**** Page
At the press conference that followed the meeting, Mr. Schneider-Ammann and Mr. Jinping declared that the two countries turned a new page in their relations and established a strategic partnership. A group of influential Swiss politicians and businessmen accompanied Swiss President on his trip to Beijing.
The list of industry sectors, in which China and Switzerland are planning to expand their cooperation, includes science, technology, education, urban planning, etc.
It should be noted that Switzerland has been China’s long-standing reliable partner. Diplomatic relations between the two countries were established in 1950. Over the years, their combined goods turnover had seen a 26-fold increase and exceeded $44 bn in 2015. Currently, People’s Republic of China is Switzerland’s number one trading partner in Asia.
Hundreds of Swiss companies have branches in the Celestial Empire employing tens of thousands of Chinese workers. Chinese companies are also present in Switzerland.
One of the most significant events in the Sino-Swiss relations was the signing of a free trade agreement in 2013. The then Swiss Economy Minister Johann Schneider-Ammann was one of the masterminds pushing the deal. At that point, Switzerland benefited from entering into the agreement since no other European country had free trade relations with China.
After the signing of the agreement, not only Swiss businessmen enjoyed special privileges, but the country became one of the intermediaries between Europe and the world’s second economy.
It did not raise anybody’s eyebrows when an offshore yuan trading center was established in Switzerland. The respective agreement was signed between the Swiss National Bank and the People’s Bank of China in January 2015 in Davos.
This development brought Swiss and Chinese economies even closer. As a result, Chinese and Swiss companies enjoy a more streamlined procedure for signing deals and making mutual investments. Besides, the flow of funds between the countries has also intensified.
When at the beginning of 2015 Johann Schneider-Ammann was elected Vice-President of Switzerland, while remaining the country’s Economy Minister (such situation is envisaged under the Swiss legislation), he continued taking steps to strengthen economic ties with China.
In the summer of 2015, in the course of his previous visit to China, Mr. Schneider-Ammann signed a deal on the establishment of the Asian Infrastructure Investment Bank (AIIB).
This deal had a special significance for China since it had been long dreaming of the creation of a global financial organization where it would play the leading role. It was envisaged that this new organization would become an alternative to the World Bank, International Monetary Fund and the Asian Development Bank.
China, having been unable to establish itself as a leader in the said organizations despite its economic power, thinks that the World Bank and the IMF are under an excessive influence of the US, while the Asian Development Bank is dominated by Japan.
It was in 2013 when China mentioned its intention to create AIIB for the first time. Since then, many Asian countries expressed their desire to participate in the project. Except for Asian countries, AIIB has non-regional members, including Germany, France, Great Britain and some other European countries.
********
**** Information shown
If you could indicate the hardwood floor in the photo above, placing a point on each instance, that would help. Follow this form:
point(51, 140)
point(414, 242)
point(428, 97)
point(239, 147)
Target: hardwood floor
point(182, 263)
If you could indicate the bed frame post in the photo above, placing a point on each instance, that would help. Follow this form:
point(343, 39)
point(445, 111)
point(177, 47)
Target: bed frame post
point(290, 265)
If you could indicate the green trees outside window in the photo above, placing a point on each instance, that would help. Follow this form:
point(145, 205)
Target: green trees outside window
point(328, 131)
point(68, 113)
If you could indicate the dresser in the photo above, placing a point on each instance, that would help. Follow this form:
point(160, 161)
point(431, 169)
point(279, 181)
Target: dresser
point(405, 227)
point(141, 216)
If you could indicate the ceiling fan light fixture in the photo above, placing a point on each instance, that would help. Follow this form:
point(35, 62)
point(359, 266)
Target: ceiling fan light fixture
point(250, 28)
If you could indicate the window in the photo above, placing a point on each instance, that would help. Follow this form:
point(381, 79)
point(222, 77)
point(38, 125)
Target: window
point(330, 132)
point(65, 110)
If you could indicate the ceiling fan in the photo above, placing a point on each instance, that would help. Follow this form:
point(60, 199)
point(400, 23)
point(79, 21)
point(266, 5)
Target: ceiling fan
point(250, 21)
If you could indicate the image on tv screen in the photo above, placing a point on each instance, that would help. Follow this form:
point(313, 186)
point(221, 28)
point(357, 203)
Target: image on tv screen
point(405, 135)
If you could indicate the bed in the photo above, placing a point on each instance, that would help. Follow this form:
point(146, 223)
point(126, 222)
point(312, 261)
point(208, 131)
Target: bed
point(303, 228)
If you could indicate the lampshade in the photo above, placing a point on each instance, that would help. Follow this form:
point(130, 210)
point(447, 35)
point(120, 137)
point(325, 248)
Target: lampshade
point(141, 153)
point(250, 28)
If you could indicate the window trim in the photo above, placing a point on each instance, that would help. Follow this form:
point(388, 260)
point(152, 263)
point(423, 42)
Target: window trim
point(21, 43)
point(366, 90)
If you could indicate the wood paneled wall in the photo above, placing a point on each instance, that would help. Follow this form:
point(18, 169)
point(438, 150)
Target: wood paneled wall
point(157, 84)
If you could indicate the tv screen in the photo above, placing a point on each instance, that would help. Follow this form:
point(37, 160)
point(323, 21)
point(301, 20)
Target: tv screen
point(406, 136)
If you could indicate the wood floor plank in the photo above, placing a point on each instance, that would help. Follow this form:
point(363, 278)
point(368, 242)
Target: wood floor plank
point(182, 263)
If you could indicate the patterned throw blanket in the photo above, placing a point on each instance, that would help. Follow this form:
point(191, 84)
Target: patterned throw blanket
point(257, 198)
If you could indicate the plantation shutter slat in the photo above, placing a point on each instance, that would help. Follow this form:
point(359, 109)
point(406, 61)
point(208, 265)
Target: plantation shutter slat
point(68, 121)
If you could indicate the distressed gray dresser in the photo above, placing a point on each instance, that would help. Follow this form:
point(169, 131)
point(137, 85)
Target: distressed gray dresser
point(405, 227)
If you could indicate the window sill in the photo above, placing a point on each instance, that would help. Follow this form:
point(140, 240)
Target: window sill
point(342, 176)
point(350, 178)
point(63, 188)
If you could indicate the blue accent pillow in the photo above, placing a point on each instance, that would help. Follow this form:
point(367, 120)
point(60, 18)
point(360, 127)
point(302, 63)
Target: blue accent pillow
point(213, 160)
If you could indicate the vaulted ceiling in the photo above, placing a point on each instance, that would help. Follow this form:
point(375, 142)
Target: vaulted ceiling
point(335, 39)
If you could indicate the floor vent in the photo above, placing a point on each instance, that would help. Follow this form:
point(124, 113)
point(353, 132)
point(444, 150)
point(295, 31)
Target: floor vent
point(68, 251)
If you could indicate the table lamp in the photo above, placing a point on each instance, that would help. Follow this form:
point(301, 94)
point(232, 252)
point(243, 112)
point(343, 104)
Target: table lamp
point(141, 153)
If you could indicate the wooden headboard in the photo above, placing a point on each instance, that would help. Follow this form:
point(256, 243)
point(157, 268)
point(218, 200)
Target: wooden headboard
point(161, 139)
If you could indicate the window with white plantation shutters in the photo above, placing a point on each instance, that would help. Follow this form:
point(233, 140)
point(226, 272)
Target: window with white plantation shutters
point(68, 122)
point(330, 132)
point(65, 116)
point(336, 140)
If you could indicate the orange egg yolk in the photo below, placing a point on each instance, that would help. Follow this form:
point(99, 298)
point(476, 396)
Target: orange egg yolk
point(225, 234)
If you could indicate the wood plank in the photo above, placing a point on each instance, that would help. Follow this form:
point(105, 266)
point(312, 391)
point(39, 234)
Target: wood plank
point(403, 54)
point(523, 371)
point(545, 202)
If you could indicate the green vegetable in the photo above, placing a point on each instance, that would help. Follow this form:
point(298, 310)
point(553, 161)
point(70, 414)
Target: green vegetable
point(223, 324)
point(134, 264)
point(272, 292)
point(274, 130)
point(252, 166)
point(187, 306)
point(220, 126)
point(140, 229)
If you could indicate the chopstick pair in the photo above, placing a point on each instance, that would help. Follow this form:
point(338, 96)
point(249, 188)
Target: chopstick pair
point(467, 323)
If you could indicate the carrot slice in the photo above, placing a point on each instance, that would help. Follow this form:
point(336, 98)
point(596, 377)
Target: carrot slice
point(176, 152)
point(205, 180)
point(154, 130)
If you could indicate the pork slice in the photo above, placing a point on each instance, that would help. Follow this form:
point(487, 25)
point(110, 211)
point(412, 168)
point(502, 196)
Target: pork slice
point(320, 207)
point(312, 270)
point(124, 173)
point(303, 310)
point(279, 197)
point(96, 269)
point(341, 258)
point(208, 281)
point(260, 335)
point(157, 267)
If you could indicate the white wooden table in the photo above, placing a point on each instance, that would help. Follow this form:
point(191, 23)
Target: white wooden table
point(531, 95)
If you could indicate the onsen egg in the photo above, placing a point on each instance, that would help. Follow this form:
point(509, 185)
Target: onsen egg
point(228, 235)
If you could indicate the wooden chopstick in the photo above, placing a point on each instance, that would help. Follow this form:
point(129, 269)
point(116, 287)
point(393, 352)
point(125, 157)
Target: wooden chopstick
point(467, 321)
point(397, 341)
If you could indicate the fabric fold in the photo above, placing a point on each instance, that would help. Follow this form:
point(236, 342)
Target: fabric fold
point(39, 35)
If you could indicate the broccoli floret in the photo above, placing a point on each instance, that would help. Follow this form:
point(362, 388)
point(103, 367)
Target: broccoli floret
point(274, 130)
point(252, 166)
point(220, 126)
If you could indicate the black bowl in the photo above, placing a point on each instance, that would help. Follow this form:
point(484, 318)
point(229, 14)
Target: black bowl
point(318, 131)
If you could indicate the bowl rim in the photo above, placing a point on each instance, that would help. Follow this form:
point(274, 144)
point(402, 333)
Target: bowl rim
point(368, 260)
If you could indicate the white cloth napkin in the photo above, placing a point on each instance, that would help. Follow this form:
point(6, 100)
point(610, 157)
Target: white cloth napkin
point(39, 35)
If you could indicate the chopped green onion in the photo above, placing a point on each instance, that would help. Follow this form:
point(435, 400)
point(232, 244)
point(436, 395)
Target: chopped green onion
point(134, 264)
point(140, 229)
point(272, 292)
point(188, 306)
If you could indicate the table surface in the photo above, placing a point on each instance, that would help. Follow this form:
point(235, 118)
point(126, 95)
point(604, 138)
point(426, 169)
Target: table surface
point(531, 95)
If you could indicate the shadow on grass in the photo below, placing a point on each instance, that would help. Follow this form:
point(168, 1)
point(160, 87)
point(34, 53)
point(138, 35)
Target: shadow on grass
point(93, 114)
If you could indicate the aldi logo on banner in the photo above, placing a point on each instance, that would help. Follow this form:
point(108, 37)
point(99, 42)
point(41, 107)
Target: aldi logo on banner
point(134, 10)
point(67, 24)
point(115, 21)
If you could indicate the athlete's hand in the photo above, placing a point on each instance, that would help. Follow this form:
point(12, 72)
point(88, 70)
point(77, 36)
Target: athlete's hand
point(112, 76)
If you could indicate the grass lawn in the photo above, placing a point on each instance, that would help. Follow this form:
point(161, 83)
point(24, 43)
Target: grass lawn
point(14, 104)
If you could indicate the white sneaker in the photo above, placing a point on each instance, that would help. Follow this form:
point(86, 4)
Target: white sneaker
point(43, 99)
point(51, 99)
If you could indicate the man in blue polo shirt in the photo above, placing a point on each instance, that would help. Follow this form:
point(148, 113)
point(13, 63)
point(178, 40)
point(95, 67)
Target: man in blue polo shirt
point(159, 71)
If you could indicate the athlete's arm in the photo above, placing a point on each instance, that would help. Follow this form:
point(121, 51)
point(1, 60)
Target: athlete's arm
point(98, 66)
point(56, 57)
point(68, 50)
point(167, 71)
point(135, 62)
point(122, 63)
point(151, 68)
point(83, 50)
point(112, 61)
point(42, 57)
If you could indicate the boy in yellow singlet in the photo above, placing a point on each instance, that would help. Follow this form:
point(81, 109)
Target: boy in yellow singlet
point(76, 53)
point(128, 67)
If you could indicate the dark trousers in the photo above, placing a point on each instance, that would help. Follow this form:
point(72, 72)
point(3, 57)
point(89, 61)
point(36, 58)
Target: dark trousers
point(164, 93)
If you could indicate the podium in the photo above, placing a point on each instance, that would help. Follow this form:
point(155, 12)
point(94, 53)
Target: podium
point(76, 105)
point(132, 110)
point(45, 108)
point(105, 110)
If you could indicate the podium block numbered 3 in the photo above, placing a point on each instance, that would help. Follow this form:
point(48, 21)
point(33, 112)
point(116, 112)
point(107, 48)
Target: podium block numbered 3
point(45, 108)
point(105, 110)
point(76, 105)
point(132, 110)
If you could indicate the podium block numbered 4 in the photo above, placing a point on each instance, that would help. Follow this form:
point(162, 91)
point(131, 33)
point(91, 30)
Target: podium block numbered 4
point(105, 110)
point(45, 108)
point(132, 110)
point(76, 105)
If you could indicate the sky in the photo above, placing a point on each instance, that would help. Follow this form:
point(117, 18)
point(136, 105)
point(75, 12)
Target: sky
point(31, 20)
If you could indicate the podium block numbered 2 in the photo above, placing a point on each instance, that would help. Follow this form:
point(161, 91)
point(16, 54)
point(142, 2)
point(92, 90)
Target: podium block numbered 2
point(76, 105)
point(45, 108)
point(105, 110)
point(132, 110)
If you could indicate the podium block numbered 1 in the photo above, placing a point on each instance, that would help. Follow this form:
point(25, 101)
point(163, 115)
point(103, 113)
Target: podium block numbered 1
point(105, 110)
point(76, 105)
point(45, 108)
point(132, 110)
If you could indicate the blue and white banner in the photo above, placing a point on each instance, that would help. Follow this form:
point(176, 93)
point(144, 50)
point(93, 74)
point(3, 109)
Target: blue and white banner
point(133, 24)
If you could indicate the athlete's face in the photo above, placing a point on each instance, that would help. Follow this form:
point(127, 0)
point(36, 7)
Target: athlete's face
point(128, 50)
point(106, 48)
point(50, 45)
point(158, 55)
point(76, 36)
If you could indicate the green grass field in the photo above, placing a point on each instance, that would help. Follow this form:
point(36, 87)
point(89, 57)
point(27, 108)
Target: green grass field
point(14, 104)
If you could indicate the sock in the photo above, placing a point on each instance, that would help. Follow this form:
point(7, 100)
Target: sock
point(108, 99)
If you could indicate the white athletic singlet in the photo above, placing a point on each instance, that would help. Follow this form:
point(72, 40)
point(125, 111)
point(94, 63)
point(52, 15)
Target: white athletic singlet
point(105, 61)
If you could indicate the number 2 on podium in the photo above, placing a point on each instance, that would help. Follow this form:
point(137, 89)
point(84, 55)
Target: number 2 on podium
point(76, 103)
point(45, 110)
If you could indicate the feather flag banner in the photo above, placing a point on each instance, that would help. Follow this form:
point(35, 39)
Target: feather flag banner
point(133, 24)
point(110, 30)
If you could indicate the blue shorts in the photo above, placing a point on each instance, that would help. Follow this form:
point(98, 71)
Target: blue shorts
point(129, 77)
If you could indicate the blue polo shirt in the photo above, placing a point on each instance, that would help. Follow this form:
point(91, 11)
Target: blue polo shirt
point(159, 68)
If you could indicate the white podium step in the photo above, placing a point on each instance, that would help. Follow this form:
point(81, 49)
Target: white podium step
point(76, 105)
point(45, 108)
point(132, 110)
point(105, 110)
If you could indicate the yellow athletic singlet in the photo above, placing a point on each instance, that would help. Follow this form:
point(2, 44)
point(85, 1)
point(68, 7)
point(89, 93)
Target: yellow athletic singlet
********
→ **What to work on**:
a – Write out the records again, starting at the line that has "If you could indicate the chopstick" and stopping after the line that has "point(154, 130)". Include the requests, and adjust every coordinate in the answer points by -41 while leaving the sample points in each request's format as they are.
b – Carry on the article about Swiss-Chinese relations, starting after its last sentence.
The article and these records have no connection to each other.

→ **Solved tasks**:
a –
If you could indicate the chopstick pair in the photo above, placing a point on each instance, that would help. Follow this form:
point(338, 96)
point(249, 188)
Target: chopstick pair
point(426, 282)
If you could indicate the carrot slice in the photo above, placing a point on each instance, that would help. Follow this form:
point(336, 98)
point(596, 377)
Target: carrot slice
point(135, 111)
point(164, 139)
point(113, 89)

b –
Switzerland, having joined AIIB in 2015, became the ninth most significant non-regional stakeholder with a share of $700 ml. Switzerland’s contribution to the common cause is, however, rather modest.
Despite China—the creator and key stakeholder of AIIB—made a pledge that all participants would have equal rights, its share in the organization amounts to 50%. With such participation interest, Beijing has de facto a full control over the bank’s operations and can use AIIB in its political pursuits.
As for Switzerland’s decision to join AIIB, it was lured by the prospects of obvious advantages from cooperation with China, which, had the Swiss party ignored this important global initiative, would have slipped through its fingers.
The fact that other developed European countries, such as the UK, France and Germany (Geneva’s traditional main opponent) became members of AIIB also motivated Switzerland to go ahead with the deal.
The course of development of mutual relations clearly indicates that Switzerland has a special significance for China, being sort of a springboard to the European economy. But China has more than one “stepping stone” to Europe.
The Celestial Empire is continuously expanding cooperation with the largest European economies and acts proactively promoting its currency on the global market. Another offshore yuan trading center similar to the one operating in Switzerland already exists in London. The number of deals in yuans in Europe is also on the rise. That undermines the positions of the US dollar and euro.
Experts forecast that the yuan might be named among the global hard currencies as early as 2017, and a few years down the road, it might catch up with and overtake the US dollar in terms of popularity. In November 2015, despite vigorous protests of Washington, the IMF adopted a decision to add the Chinese yuan to its basket of elite global currencies.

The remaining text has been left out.